## Exercise description
Can you write out all of the material below word for word, leaving the pictures out?

(Data listing)
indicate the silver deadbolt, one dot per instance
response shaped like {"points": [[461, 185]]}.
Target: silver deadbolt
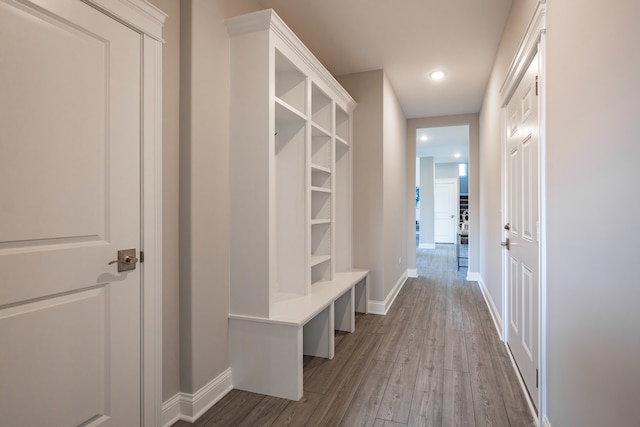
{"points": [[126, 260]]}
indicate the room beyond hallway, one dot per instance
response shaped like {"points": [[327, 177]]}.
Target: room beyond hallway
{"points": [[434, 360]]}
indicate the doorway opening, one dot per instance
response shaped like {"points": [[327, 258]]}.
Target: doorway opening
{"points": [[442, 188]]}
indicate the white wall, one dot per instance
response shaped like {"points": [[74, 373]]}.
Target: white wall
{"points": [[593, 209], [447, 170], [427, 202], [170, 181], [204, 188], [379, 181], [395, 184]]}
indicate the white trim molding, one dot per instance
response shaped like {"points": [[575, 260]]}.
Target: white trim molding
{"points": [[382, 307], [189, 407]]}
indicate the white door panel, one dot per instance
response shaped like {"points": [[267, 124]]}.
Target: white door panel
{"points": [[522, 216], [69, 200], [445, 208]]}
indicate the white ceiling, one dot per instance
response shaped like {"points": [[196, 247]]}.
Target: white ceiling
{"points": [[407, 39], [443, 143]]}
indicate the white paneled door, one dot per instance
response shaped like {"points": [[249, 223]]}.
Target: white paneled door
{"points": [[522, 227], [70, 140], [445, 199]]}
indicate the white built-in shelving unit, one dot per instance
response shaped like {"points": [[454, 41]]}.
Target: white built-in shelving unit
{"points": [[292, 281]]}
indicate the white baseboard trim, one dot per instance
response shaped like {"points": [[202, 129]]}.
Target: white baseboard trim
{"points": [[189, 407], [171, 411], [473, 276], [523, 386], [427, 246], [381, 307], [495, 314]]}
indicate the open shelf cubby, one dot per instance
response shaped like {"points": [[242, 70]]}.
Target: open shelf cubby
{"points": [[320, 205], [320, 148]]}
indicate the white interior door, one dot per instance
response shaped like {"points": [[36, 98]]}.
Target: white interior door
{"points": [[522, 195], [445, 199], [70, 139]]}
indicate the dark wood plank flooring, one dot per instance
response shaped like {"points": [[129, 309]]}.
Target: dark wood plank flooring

## Task answer
indicate the silver deadbolt, one dot per instance
response shaped like {"points": [[461, 185]]}.
Target: silver deadbolt
{"points": [[126, 260]]}
indicate the room beyond hallway, one dot per instance
response shaped like {"points": [[327, 177]]}.
Target: room beyond hallway
{"points": [[434, 360]]}
indicate the doorway opening, one dot per instance
response shaped like {"points": [[327, 258]]}.
Target: doorway opening
{"points": [[442, 188]]}
indicate the white wall, one dot per instance
response shaped like {"points": [[74, 373]]}.
Target: white wall
{"points": [[593, 209], [447, 170], [427, 202], [170, 181], [204, 188], [379, 181], [395, 184]]}
indicate the white trim molding, one dot per instance
response shaped like {"points": [[575, 260]]}.
Target: white trim molding
{"points": [[382, 307], [189, 407]]}
indicate the white door panel, one dot per instance
response shaped like {"points": [[267, 124]]}.
Target: white door panel
{"points": [[522, 216], [69, 200], [445, 208]]}
indicate the white ceiling, one dot per instance
response shaped like {"points": [[196, 247]]}.
Target: white ceiling
{"points": [[407, 39], [443, 143]]}
indicate the white paneled door, one dot per instance
response shaped like {"points": [[249, 223]]}.
Target: white paneled door
{"points": [[522, 227], [70, 140], [445, 199]]}
indicate the white built-in shelving unit, one dot per instance
response shaped like {"points": [[454, 41]]}.
Target: white built-in shelving unit
{"points": [[292, 281]]}
indicate the white baseboard trim, one dot per instance
response shaped like {"points": [[202, 129]]}.
Target: white baseboard trim
{"points": [[189, 407], [171, 411], [473, 276], [523, 386], [427, 246], [381, 307], [495, 314]]}
indicate the open shelf cubby, one dot per instance
response shaped like {"points": [[242, 70]]}.
Target: open shelf cubby
{"points": [[320, 205], [320, 148]]}
indicate the white interior door, one dot per instance
response shaped like {"points": [[36, 98]]}.
Target: white interior door
{"points": [[522, 195], [445, 199], [70, 139]]}
indicate the dark wood plank flooring, one dot per instance
response shaped like {"points": [[129, 309]]}.
Target: dark wood plank flooring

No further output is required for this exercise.